• **Saved entries**
— Begin —

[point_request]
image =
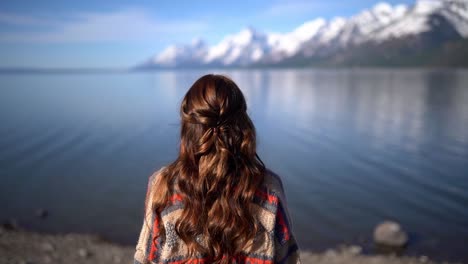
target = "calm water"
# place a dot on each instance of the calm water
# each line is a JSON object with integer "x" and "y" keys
{"x": 354, "y": 147}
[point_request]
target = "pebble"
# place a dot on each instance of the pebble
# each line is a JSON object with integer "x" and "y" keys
{"x": 84, "y": 253}
{"x": 47, "y": 247}
{"x": 355, "y": 250}
{"x": 42, "y": 213}
{"x": 390, "y": 233}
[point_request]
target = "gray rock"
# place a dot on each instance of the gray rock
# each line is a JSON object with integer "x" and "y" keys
{"x": 42, "y": 213}
{"x": 355, "y": 250}
{"x": 389, "y": 233}
{"x": 47, "y": 247}
{"x": 84, "y": 253}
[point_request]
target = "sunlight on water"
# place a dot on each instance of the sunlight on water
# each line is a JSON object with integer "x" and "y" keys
{"x": 354, "y": 147}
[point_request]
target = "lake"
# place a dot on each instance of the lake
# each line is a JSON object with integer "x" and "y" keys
{"x": 353, "y": 146}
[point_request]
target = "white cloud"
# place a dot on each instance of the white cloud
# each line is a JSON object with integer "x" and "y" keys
{"x": 291, "y": 8}
{"x": 131, "y": 24}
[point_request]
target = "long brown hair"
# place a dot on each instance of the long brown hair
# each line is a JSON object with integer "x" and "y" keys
{"x": 216, "y": 173}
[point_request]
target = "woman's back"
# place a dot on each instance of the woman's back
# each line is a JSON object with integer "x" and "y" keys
{"x": 217, "y": 202}
{"x": 273, "y": 243}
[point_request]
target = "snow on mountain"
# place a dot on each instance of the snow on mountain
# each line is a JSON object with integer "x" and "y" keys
{"x": 416, "y": 20}
{"x": 289, "y": 44}
{"x": 175, "y": 55}
{"x": 377, "y": 24}
{"x": 456, "y": 11}
{"x": 245, "y": 47}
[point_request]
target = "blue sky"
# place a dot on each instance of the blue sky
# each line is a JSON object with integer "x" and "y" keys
{"x": 122, "y": 33}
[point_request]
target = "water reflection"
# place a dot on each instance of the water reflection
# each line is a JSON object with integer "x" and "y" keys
{"x": 353, "y": 146}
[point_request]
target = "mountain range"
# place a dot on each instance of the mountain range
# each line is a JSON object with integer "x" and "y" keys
{"x": 428, "y": 33}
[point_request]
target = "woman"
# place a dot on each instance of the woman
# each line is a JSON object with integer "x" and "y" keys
{"x": 216, "y": 203}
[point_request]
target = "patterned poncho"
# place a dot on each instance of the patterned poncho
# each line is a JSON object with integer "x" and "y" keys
{"x": 274, "y": 243}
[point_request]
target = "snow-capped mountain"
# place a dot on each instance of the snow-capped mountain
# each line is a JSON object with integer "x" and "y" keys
{"x": 321, "y": 38}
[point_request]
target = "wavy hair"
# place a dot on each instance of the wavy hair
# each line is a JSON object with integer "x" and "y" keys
{"x": 217, "y": 172}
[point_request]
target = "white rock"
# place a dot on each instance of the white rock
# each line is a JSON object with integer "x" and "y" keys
{"x": 390, "y": 233}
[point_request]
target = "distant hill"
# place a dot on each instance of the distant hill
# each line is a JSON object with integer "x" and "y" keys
{"x": 429, "y": 33}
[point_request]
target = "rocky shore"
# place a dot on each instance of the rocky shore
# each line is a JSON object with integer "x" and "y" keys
{"x": 24, "y": 247}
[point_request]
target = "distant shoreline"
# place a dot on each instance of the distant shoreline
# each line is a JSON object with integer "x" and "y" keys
{"x": 34, "y": 70}
{"x": 19, "y": 246}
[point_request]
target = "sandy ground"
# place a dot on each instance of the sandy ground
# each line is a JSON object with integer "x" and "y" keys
{"x": 21, "y": 247}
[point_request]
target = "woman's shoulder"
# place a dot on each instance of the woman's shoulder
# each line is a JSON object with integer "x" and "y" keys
{"x": 273, "y": 184}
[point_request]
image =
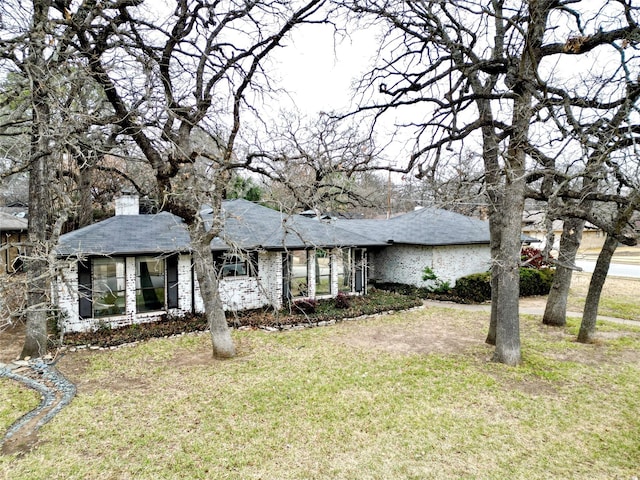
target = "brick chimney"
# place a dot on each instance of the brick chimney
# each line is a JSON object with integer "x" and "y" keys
{"x": 127, "y": 203}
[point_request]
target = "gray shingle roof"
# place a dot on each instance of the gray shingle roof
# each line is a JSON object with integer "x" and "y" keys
{"x": 245, "y": 225}
{"x": 127, "y": 234}
{"x": 427, "y": 226}
{"x": 249, "y": 226}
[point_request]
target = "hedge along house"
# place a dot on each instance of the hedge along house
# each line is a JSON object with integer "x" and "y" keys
{"x": 450, "y": 244}
{"x": 135, "y": 268}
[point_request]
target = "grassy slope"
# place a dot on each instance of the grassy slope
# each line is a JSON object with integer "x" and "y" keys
{"x": 619, "y": 296}
{"x": 310, "y": 405}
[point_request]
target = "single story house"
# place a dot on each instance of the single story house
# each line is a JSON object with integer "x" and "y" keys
{"x": 133, "y": 268}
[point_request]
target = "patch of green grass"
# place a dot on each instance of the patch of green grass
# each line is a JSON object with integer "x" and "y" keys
{"x": 320, "y": 404}
{"x": 15, "y": 400}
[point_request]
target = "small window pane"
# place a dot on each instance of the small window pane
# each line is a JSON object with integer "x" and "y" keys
{"x": 343, "y": 264}
{"x": 108, "y": 287}
{"x": 299, "y": 280}
{"x": 150, "y": 284}
{"x": 323, "y": 272}
{"x": 234, "y": 266}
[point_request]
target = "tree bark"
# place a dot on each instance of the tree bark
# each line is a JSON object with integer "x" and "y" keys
{"x": 590, "y": 315}
{"x": 555, "y": 312}
{"x": 507, "y": 271}
{"x": 221, "y": 340}
{"x": 36, "y": 262}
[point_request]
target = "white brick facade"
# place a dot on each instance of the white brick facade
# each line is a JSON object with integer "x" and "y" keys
{"x": 239, "y": 293}
{"x": 406, "y": 263}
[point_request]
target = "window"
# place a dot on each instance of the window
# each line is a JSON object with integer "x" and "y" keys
{"x": 323, "y": 272}
{"x": 343, "y": 264}
{"x": 108, "y": 289}
{"x": 299, "y": 287}
{"x": 236, "y": 265}
{"x": 150, "y": 284}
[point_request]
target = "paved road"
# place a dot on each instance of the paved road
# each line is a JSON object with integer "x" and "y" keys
{"x": 615, "y": 269}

— End —

• **WHAT YOU SHOULD DO**
Retype the whole listing exactly and leave the pictures out.

• **IN RESPONSE**
[point_request]
image =
target = "calm water"
# place a dot on each instance of the calm water
# each line is a JSON object with integer "x" and "y" keys
{"x": 354, "y": 147}
[point_request]
target = "pebble"
# place a dot on each instance of the pebble
# each line is a JSON object with integer "x" and "y" keys
{"x": 84, "y": 253}
{"x": 47, "y": 247}
{"x": 355, "y": 250}
{"x": 42, "y": 213}
{"x": 390, "y": 233}
[point_request]
target = "gray rock"
# place a dot on each instance of the gray rock
# each line is a JSON object with integer "x" and "y" keys
{"x": 42, "y": 213}
{"x": 355, "y": 250}
{"x": 389, "y": 233}
{"x": 47, "y": 247}
{"x": 84, "y": 253}
[point_request]
target = "sunlight on water"
# place a dot on each instance of the sunlight on water
# each line is a JSON object with integer "x" and "y" keys
{"x": 354, "y": 147}
[point_request]
target = "lake"
# place a dot on each instance of the lake
# each line is a JSON object with integer "x" and "y" keys
{"x": 353, "y": 146}
[point_request]
target = "white cloud"
# place a dot on each instance of the white cloud
# each line is a JSON object with integer "x" and "y" keys
{"x": 291, "y": 8}
{"x": 131, "y": 24}
[point_request]
target = "long brown hair"
# place a dot on each instance of the long brown hair
# each line is a JSON object with integer "x" and "y" keys
{"x": 216, "y": 173}
[point_request]
target = "woman's back"
# place a dot on each instance of the woman's back
# each line is a JSON object with integer "x" and "y" keys
{"x": 217, "y": 202}
{"x": 273, "y": 243}
[point_request]
target = "snow on mountain"
# place a dot on each instance of the snow on mountain
# each line is a JSON object with integer "x" and "y" keys
{"x": 416, "y": 20}
{"x": 289, "y": 44}
{"x": 175, "y": 55}
{"x": 377, "y": 24}
{"x": 456, "y": 11}
{"x": 245, "y": 47}
[point_request]
target = "blue sky"
# place a dot on each instance of the blue sky
# each line is a JSON object with integer "x" and "y" keys
{"x": 122, "y": 33}
[point_request]
target = "water reflection"
# place a dot on each instance of the water reflection
# each line is a JSON object with integer "x" and "y" keys
{"x": 353, "y": 146}
[point_request]
target = "mountain range"
# place a dot on each instance of the mountain range
# each line is a JSON object with integer "x" and "y" keys
{"x": 428, "y": 33}
[point_request]
target = "woman"
# place a dot on each instance of the woman
# each line is a JSON object with integer "x" and "y" keys
{"x": 216, "y": 203}
[point_request]
target = "patterned poncho"
# place a dot on each instance of the patterned poncho
# each line is a JSON object with integer "x" and "y" keys
{"x": 274, "y": 243}
[point_request]
target = "snow-capped mountain"
# place a dot on each instance of the snow-capped mountain
# each line is a JSON object with integer "x" and "y" keys
{"x": 321, "y": 38}
[point_request]
target = "wavy hair"
# place a dot on each instance of the wavy hair
# each line is a JSON object with integer "x" and "y" keys
{"x": 217, "y": 172}
[point_request]
target = "white rock"
# place a dot on each instance of the white rock
# each line is a JSON object with integer "x" and "y" keys
{"x": 390, "y": 233}
[point_request]
target = "distant hill"
# place a dot on each instance of the distant hill
# each line is a JSON object with integer "x" and "y" keys
{"x": 429, "y": 33}
[point_request]
target = "rocky shore"
# place a dot on each instance of the rocky shore
# each line is a JSON object with integer "x" and "y" keys
{"x": 24, "y": 247}
[point_request]
target = "distant shoreline"
# place a dot on each instance of the distant shoreline
# each line is a JSON object with integer "x" and "y" keys
{"x": 34, "y": 70}
{"x": 19, "y": 246}
[point_request]
target = "sandy ground"
# place a dot on each instance of the sandy ground
# each line is a JSON object with integer "x" and "y" keys
{"x": 21, "y": 247}
[point_request]
target = "woman's shoulder"
# place a dot on each instance of the woman's shoulder
# each line is a JSON object with integer "x" and "y" keys
{"x": 273, "y": 184}
[point_request]
image =
target = "brick chimney"
# place a dot on each instance of the brick chimney
# each line is a JSON object with integer "x" and "y" keys
{"x": 127, "y": 203}
[point_request]
target = "gray shingle roof"
# place a dot on each instance of the gray shingle roof
# each line is a JSON object with integer "x" and "y" keys
{"x": 245, "y": 225}
{"x": 127, "y": 234}
{"x": 427, "y": 226}
{"x": 249, "y": 226}
[point_request]
target = "hedge along house"
# place a dot on each instance of the hedge along house
# each line is a JSON object with integer "x" and "y" keys
{"x": 450, "y": 244}
{"x": 135, "y": 268}
[point_request]
target = "grassy slope"
# place a dot on each instance of the grassy slope
# each line is a JSON object with integer "x" and "y" keys
{"x": 619, "y": 296}
{"x": 310, "y": 405}
[point_request]
target = "single story house"
# place a dot on each instance of the single story house
# each line is a JSON object with integer "x" and "y" keys
{"x": 133, "y": 268}
[point_request]
target = "patch of green grass"
# place a dot on each instance of the patch of green grass
# each line is a JSON object with integer "x" and "y" keys
{"x": 320, "y": 404}
{"x": 15, "y": 400}
[point_request]
target = "small window pane"
# place a dot on each instance of the small window pane
# each line is a JSON object with integer "x" and "y" keys
{"x": 343, "y": 264}
{"x": 108, "y": 287}
{"x": 299, "y": 280}
{"x": 150, "y": 284}
{"x": 323, "y": 272}
{"x": 234, "y": 266}
[point_request]
target = "tree bark"
# place a dot on each instance of the tree bark
# each line is a JSON object with integer "x" and "y" keys
{"x": 590, "y": 315}
{"x": 555, "y": 312}
{"x": 507, "y": 271}
{"x": 221, "y": 340}
{"x": 36, "y": 262}
[point_request]
target = "white brick facade"
# place a dot on each instance of the white brick facade
# each line is a JSON object with integer "x" and "y" keys
{"x": 239, "y": 293}
{"x": 406, "y": 263}
[point_request]
target = "window"
# place a dot on each instance of the window
# each line is a JSON object with integer "x" and "y" keys
{"x": 323, "y": 272}
{"x": 343, "y": 264}
{"x": 108, "y": 289}
{"x": 299, "y": 287}
{"x": 236, "y": 265}
{"x": 150, "y": 284}
[point_request]
target = "paved road"
# place a dot on each instance of the paved road
# each line is a JSON object with integer "x" and "y" keys
{"x": 615, "y": 269}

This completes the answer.